▸ Data entries:
[Start]

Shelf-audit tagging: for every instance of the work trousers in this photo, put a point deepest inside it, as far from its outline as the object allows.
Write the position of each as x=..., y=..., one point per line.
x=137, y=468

[End]
[Start]

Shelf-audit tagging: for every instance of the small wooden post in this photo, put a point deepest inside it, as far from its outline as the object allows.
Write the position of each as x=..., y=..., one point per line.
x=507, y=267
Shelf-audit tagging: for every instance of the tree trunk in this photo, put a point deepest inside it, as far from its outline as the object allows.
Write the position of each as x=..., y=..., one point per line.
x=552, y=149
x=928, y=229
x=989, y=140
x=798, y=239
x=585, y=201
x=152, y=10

[End]

▸ Task description: How many lines of the material above contain the string "audit", with case counting? Give only the number.

▸ Reply to the task: 3